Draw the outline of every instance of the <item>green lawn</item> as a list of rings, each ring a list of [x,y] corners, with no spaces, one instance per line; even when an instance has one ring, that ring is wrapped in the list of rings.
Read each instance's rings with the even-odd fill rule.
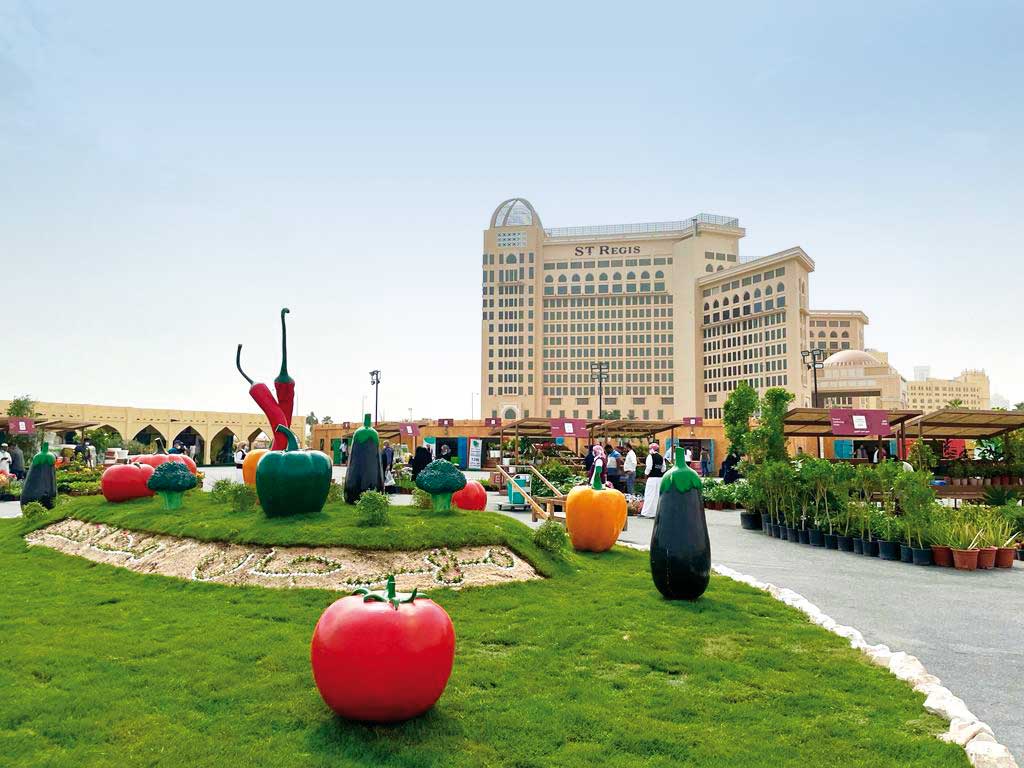
[[[197,508],[72,509],[263,544],[384,536],[346,524],[343,508],[294,528]],[[493,515],[414,514],[396,518],[391,546],[438,543],[429,529],[452,545],[488,531],[520,552],[528,542]],[[641,553],[433,592],[458,635],[447,691],[418,720],[371,727],[334,717],[312,684],[309,638],[336,594],[141,575],[29,551],[28,527],[0,520],[5,766],[968,765],[934,738],[944,723],[920,694],[840,638],[725,579],[695,604],[666,602]]]

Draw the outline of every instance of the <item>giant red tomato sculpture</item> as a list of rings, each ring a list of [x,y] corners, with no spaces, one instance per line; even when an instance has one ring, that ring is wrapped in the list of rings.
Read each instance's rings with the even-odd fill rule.
[[[452,495],[452,504],[459,509],[486,509],[487,492],[476,480],[466,480],[466,485]]]
[[[115,464],[103,470],[99,487],[109,502],[126,502],[153,496],[145,484],[156,470],[146,464]]]
[[[348,720],[394,723],[434,706],[455,660],[455,628],[444,609],[414,590],[358,590],[324,611],[310,659],[328,707]]]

== == ==

## [TASK PROMPT]
Reproduce all of the data above word for word, leaving out the pictures.

## [TASK RESULT]
Draw the outline of every instance of the <item>green lawn</item> as a list of rings, each ring a list of [x,y] corners, with no spaces, one instance per line; even when an instance has one ring, that ring is wrapped in the list of rings.
Read each instance's rings with the even-odd fill rule.
[[[197,508],[72,509],[263,544],[384,536],[346,524],[343,508],[294,528]],[[493,515],[414,514],[396,518],[391,546],[438,543],[429,529],[452,545],[488,531],[520,552],[528,542]],[[641,553],[433,592],[458,635],[447,691],[418,720],[371,727],[334,717],[312,684],[309,638],[336,594],[141,575],[29,551],[28,527],[0,520],[5,766],[968,765],[934,738],[944,723],[920,694],[840,638],[725,579],[695,604],[666,602]]]

Draw the outline of every instance of the <item>giant red tomato sculpture</item> as a list of rings, each ring a list of [x,y] corners, with no spaces, one instance per line; even when an instance has one ring, that ring is wrapped in the list of rings.
Read each instance's rings with the even-odd fill rule.
[[[452,495],[452,504],[459,509],[486,509],[487,492],[476,480],[466,480],[466,485]]]
[[[115,464],[103,470],[99,487],[109,502],[126,502],[153,496],[145,484],[156,470],[146,464]]]
[[[348,720],[394,723],[434,706],[455,660],[455,628],[444,609],[414,590],[358,590],[324,611],[310,659],[328,707]]]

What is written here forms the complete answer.